Filter the entries below, copying each line that contains the word "abstract".

(Excerpts from bounding box data)

⟨

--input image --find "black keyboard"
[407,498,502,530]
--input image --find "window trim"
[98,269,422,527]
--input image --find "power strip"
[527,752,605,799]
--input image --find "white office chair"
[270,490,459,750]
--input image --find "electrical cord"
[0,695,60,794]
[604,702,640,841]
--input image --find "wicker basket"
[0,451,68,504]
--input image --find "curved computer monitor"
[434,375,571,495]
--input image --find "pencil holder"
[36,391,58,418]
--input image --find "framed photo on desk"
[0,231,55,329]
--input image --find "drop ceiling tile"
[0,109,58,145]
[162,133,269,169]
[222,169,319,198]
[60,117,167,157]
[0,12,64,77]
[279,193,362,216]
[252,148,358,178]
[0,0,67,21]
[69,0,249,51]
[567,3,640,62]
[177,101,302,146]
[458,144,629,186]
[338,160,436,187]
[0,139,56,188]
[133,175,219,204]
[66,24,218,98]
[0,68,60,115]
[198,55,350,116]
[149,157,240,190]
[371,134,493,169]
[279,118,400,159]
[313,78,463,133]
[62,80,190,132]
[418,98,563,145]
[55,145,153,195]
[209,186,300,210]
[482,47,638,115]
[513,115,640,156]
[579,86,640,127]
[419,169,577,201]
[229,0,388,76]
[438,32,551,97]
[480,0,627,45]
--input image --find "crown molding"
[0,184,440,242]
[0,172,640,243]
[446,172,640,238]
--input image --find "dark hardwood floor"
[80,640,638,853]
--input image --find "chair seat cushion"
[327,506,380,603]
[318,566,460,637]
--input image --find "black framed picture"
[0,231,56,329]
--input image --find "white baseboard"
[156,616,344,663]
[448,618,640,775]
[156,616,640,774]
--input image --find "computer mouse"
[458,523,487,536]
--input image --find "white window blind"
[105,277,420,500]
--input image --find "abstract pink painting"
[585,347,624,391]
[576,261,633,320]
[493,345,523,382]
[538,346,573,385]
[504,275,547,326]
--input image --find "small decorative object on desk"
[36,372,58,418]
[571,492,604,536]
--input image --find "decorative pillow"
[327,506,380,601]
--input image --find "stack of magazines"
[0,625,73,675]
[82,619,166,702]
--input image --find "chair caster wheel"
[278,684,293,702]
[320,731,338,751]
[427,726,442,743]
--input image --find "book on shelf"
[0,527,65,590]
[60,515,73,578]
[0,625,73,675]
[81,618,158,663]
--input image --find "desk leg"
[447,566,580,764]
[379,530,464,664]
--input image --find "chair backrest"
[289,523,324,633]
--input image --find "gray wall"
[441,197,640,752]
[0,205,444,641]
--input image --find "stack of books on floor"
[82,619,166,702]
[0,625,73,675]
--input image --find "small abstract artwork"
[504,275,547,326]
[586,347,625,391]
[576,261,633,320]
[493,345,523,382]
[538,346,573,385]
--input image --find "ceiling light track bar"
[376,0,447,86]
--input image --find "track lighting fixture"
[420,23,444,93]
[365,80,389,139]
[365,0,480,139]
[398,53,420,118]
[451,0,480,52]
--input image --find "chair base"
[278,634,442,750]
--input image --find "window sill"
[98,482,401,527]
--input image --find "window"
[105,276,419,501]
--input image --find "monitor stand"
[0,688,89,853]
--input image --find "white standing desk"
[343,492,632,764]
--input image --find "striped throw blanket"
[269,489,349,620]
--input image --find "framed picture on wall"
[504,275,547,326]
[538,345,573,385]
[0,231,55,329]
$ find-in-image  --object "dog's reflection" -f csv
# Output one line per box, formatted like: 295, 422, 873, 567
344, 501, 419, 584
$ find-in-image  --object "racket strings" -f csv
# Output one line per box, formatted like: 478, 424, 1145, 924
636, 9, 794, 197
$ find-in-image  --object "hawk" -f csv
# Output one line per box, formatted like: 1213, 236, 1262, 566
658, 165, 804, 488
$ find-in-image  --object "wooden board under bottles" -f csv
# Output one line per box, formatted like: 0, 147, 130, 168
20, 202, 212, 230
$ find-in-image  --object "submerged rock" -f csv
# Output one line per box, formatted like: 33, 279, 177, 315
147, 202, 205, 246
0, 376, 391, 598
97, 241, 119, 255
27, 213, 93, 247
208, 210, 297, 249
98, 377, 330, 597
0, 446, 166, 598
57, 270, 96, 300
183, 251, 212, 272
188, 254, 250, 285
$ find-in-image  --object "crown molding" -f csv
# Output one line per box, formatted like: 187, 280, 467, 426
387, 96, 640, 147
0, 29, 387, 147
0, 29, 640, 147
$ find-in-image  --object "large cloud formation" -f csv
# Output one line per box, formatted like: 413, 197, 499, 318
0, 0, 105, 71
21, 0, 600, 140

⟩

> **Exercise solution**
--input image --find "abstract pink painting"
--input image --find "small abstract artwork"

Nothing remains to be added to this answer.